** start Passage shown **

Robin Muir’s entry route to computing was fairly traditional too: ‘I knew David and Ian from school and my Dad got a ZX81. He lost interest and I picked it up from him and did some programming — typing in listings and the like. Then the Spectrum came out and the programming fell off as I got into playing games.’

Gradually, the programming duo of David Anderson and Ian Morrison expanded its horizons, and moved onto the Spectrum. ‘We worked out that 16K rampacks were catching on and wrote a 16K game in the autumn of 1982 which we took to the ZX Microfair that Christmas. We came back with a Spectrum and converted our first game for the Spectrum — Galactic Trooper,’ David explained.

Games for Romik and Silversoft followed, and the team developed new routines for user friendliness, including a menu screen. In those days, skill levels and user definable keys were something of a rarity — Rabbit Software, for instance, produced games which allowed you to define keys at the start of a game, but to redefine the keys you had to reload the game.

But the money wasn’t exactly flooding in. They re-wrote Exterminator as a full blown version of the arcade game Robotron and decided to tout it round software houses. ‘We went to see people, rather than sending the game through the post and waiting for a response, which takes ages’, David said, ‘and when we went to Ocean they were impressed, but said they didn’t want an arcade copy. However, they showed us Beach-Head on the Commodore and asked us if we could convert it to the Spectrum’.

** end Passage shown **
** start Given data **

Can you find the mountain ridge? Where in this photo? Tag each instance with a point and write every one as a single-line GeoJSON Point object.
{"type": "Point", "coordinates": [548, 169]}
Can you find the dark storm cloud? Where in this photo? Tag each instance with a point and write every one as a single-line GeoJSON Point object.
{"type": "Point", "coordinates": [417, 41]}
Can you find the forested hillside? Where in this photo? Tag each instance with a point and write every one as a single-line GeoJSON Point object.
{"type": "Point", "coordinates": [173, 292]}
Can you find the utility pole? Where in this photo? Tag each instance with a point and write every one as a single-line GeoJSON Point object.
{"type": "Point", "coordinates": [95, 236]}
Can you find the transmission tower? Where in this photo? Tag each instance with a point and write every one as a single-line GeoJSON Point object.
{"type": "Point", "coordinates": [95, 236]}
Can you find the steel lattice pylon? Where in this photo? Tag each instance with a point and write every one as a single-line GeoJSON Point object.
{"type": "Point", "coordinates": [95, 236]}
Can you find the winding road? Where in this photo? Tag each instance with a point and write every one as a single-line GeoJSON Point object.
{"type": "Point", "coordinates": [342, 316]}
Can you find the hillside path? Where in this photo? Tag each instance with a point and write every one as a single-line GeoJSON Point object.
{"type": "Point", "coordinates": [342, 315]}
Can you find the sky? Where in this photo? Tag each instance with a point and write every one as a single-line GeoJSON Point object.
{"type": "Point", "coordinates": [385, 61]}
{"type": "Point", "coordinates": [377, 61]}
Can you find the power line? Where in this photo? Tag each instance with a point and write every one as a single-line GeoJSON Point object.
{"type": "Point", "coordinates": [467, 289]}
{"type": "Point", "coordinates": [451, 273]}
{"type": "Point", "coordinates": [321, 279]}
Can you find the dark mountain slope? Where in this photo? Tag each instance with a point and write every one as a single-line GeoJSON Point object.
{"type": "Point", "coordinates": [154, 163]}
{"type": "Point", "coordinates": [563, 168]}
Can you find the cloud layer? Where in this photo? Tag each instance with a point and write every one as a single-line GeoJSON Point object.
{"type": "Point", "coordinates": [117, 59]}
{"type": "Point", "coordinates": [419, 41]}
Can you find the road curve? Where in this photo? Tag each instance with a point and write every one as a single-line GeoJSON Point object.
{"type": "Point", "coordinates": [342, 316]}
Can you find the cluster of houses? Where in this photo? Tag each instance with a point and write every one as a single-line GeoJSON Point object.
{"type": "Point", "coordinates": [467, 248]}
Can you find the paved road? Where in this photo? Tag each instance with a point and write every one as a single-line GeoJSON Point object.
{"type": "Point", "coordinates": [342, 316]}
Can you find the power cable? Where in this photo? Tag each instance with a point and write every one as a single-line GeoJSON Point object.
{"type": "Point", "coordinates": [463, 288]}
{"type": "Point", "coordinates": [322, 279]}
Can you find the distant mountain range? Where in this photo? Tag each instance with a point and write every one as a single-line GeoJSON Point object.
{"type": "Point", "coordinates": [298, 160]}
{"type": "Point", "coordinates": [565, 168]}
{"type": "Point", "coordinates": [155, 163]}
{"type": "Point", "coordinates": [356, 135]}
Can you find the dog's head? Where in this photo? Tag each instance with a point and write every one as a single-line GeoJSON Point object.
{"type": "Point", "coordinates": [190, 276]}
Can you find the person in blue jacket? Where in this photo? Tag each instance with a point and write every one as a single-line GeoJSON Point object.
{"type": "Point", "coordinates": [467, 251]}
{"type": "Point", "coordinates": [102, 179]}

** end Given data **

> **Requirements**
Could you give the passage again, starting with "But the money" and going on through "to the Spectrum’.", but with "Commodore" swapped for "Amstrad"?

> **Task result**
But the money wasn’t exactly flooding in. They re-wrote Exterminator as a full blown version of the arcade game Robotron and decided to tout it round software houses. ‘We went to see people, rather than sending the game through the post and waiting for a response, which takes ages’, David said, ‘and when we went to Ocean they were impressed, but said they didn’t want an arcade copy. However, they showed us Beach-Head on the Amstrad and asked us if we could convert it to the Spectrum’.